---- Materials provided

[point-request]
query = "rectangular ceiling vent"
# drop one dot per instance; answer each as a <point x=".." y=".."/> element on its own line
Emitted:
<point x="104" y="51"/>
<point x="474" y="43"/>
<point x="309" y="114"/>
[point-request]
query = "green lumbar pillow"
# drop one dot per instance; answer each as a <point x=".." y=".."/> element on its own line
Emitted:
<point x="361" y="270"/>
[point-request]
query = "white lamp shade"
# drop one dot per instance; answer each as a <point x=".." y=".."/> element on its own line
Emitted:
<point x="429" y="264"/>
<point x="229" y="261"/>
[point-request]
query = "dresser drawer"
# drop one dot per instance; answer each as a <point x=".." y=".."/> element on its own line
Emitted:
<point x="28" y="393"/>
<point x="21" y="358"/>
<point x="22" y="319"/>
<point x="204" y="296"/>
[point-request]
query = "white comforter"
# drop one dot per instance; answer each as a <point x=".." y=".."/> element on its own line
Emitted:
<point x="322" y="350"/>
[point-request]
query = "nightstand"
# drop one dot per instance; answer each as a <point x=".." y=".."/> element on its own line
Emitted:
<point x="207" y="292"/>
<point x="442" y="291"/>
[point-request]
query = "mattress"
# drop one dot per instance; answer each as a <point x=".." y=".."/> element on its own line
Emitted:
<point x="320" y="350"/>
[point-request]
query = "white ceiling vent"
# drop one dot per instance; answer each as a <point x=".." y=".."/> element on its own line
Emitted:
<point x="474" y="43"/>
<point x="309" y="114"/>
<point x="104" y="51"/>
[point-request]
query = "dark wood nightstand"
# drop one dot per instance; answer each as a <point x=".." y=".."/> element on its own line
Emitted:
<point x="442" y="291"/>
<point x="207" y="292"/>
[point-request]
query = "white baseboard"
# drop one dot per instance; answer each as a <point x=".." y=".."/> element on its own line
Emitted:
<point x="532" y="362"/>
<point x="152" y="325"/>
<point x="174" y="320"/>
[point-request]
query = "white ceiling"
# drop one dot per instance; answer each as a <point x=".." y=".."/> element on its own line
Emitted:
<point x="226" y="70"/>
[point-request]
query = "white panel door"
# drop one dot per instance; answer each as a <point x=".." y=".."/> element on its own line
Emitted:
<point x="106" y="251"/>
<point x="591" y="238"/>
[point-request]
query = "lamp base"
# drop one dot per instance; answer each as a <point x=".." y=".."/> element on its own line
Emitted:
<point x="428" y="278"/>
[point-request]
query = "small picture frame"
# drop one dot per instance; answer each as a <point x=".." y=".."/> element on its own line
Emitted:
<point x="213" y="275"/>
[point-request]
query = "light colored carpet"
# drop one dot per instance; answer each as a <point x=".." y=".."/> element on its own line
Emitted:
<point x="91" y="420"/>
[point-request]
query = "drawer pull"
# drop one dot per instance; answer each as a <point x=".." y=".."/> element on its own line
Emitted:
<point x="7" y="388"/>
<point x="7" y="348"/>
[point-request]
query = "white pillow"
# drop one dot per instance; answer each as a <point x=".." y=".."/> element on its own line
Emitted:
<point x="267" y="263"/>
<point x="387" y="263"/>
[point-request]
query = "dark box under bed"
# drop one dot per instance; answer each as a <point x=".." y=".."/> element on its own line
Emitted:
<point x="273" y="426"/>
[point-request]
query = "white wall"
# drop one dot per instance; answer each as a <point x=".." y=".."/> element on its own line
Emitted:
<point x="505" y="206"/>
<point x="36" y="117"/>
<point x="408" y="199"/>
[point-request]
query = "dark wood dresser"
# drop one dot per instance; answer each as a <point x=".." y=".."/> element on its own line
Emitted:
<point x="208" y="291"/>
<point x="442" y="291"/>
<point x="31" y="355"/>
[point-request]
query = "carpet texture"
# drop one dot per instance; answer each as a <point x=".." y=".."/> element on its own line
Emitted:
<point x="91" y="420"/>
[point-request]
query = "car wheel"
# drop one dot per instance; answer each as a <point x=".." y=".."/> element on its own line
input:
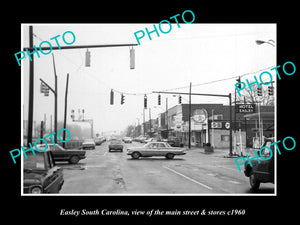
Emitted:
<point x="170" y="156"/>
<point x="74" y="159"/>
<point x="254" y="183"/>
<point x="135" y="155"/>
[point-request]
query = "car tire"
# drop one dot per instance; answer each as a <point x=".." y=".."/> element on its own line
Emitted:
<point x="170" y="156"/>
<point x="74" y="159"/>
<point x="254" y="183"/>
<point x="135" y="155"/>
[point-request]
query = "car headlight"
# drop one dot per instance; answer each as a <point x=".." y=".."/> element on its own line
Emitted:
<point x="36" y="190"/>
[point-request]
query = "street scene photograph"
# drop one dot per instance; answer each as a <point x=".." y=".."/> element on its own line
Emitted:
<point x="169" y="108"/>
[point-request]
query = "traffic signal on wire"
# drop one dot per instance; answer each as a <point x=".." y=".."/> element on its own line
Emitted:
<point x="145" y="101"/>
<point x="122" y="99"/>
<point x="259" y="92"/>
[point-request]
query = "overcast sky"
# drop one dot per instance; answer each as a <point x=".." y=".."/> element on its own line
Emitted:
<point x="196" y="53"/>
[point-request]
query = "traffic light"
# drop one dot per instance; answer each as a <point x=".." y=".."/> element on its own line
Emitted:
<point x="259" y="92"/>
<point x="159" y="99"/>
<point x="270" y="90"/>
<point x="111" y="97"/>
<point x="132" y="58"/>
<point x="87" y="58"/>
<point x="122" y="99"/>
<point x="145" y="101"/>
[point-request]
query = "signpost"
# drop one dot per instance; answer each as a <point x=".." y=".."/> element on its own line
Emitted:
<point x="245" y="108"/>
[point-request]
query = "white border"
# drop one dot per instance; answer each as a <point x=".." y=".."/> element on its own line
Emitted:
<point x="135" y="194"/>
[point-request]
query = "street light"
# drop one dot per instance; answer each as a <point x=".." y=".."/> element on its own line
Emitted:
<point x="270" y="42"/>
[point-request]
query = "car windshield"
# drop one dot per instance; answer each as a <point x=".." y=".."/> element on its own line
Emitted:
<point x="157" y="145"/>
<point x="34" y="161"/>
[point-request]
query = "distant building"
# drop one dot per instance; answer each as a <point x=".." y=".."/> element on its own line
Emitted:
<point x="210" y="124"/>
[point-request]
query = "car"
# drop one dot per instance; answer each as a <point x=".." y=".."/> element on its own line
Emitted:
<point x="60" y="154"/>
<point x="40" y="174"/>
<point x="262" y="172"/>
<point x="175" y="142"/>
<point x="99" y="140"/>
<point x="115" y="145"/>
<point x="155" y="149"/>
<point x="127" y="139"/>
<point x="88" y="144"/>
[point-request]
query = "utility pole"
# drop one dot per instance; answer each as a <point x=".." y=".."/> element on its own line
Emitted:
<point x="31" y="87"/>
<point x="190" y="113"/>
<point x="216" y="95"/>
<point x="31" y="77"/>
<point x="66" y="104"/>
<point x="55" y="102"/>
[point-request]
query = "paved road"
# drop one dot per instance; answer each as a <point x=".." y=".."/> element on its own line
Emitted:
<point x="104" y="172"/>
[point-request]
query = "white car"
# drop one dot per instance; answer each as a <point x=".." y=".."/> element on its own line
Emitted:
<point x="88" y="144"/>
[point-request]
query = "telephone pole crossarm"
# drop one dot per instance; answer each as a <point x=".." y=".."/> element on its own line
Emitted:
<point x="186" y="93"/>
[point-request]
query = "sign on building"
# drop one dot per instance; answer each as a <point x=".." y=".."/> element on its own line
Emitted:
<point x="245" y="108"/>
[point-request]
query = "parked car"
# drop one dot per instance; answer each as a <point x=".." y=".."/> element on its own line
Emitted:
<point x="60" y="154"/>
<point x="155" y="149"/>
<point x="41" y="175"/>
<point x="99" y="140"/>
<point x="127" y="139"/>
<point x="262" y="172"/>
<point x="115" y="145"/>
<point x="88" y="144"/>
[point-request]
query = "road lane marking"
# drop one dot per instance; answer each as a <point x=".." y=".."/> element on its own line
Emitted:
<point x="191" y="179"/>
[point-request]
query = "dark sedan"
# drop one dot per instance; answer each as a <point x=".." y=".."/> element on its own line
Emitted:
<point x="40" y="173"/>
<point x="60" y="154"/>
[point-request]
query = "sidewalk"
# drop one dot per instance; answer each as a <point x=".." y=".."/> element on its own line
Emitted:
<point x="222" y="152"/>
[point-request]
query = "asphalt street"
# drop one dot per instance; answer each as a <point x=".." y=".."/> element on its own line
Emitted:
<point x="104" y="172"/>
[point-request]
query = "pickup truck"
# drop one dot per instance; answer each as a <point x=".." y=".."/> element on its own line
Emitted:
<point x="262" y="172"/>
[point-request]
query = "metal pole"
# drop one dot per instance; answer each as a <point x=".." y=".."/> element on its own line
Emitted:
<point x="65" y="115"/>
<point x="190" y="113"/>
<point x="31" y="86"/>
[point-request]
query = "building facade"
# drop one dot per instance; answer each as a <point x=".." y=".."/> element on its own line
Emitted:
<point x="210" y="124"/>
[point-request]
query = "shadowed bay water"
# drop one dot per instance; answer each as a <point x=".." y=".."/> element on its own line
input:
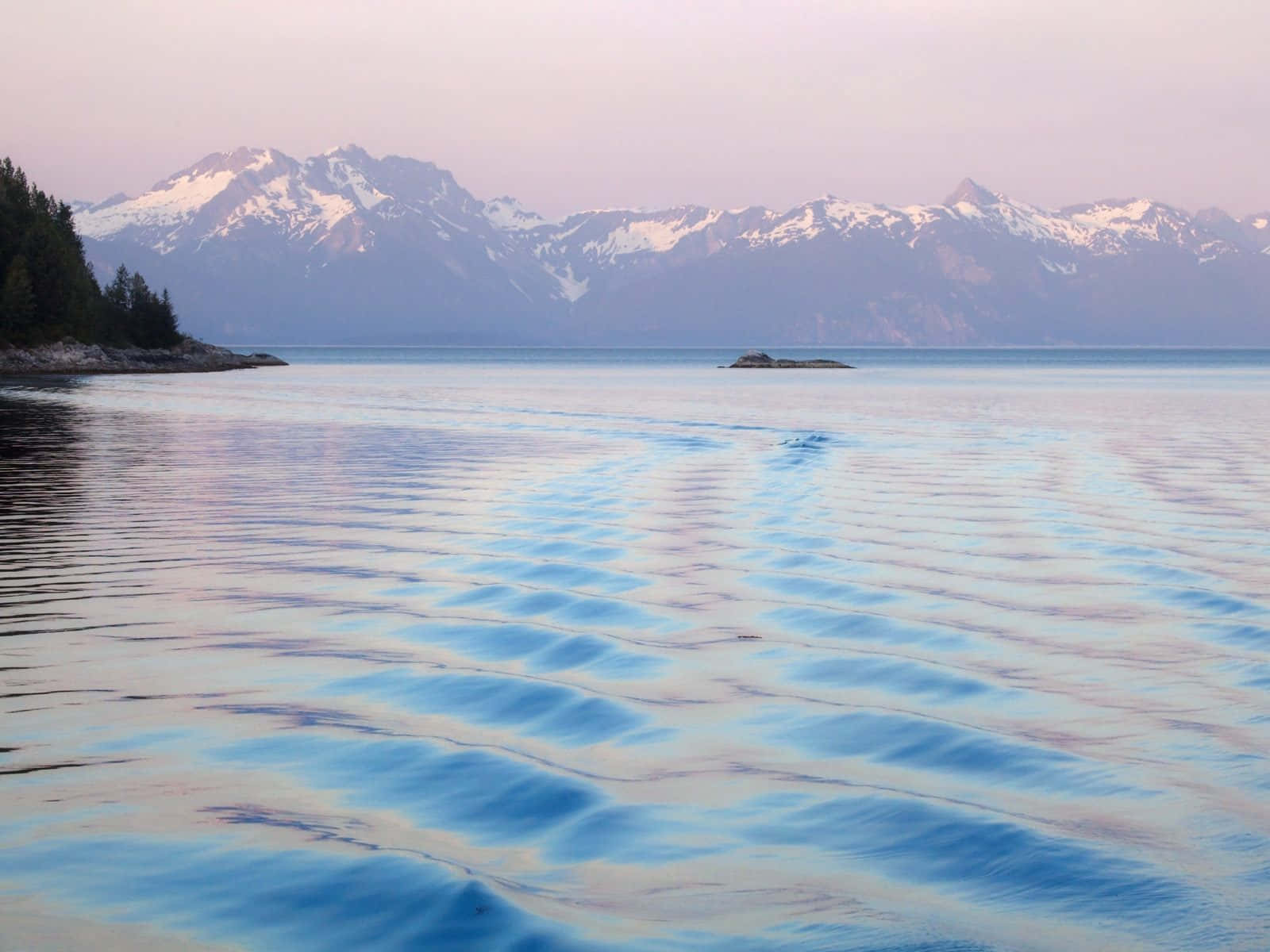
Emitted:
<point x="559" y="651"/>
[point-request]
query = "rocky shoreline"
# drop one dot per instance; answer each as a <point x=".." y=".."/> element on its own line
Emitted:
<point x="757" y="359"/>
<point x="73" y="357"/>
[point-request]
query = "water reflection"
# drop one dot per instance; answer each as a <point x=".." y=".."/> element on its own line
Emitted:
<point x="417" y="660"/>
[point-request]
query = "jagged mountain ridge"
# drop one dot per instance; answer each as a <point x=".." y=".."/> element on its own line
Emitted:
<point x="344" y="247"/>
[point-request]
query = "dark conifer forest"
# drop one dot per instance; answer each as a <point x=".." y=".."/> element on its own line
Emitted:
<point x="48" y="290"/>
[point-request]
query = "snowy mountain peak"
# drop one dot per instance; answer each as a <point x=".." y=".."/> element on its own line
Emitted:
<point x="972" y="194"/>
<point x="505" y="213"/>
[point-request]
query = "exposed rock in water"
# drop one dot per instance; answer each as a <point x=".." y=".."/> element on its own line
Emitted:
<point x="71" y="357"/>
<point x="757" y="359"/>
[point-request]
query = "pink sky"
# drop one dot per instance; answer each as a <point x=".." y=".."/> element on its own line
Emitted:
<point x="569" y="105"/>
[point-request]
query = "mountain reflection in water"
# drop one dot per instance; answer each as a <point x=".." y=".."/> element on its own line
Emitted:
<point x="514" y="657"/>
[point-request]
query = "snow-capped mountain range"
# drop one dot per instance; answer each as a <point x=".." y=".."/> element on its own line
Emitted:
<point x="258" y="247"/>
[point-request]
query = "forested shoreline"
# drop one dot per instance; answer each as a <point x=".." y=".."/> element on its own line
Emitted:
<point x="48" y="287"/>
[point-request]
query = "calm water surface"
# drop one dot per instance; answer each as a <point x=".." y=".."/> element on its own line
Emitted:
<point x="564" y="651"/>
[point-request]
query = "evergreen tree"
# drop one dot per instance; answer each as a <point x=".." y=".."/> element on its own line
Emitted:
<point x="17" y="304"/>
<point x="48" y="290"/>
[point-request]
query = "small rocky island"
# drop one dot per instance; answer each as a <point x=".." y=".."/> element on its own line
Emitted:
<point x="73" y="357"/>
<point x="757" y="359"/>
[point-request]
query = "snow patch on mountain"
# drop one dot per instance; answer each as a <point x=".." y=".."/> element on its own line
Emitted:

--------

Count how many lines of the material above contain the string "vent", treating matches as case-sensitive, and give only that number.

2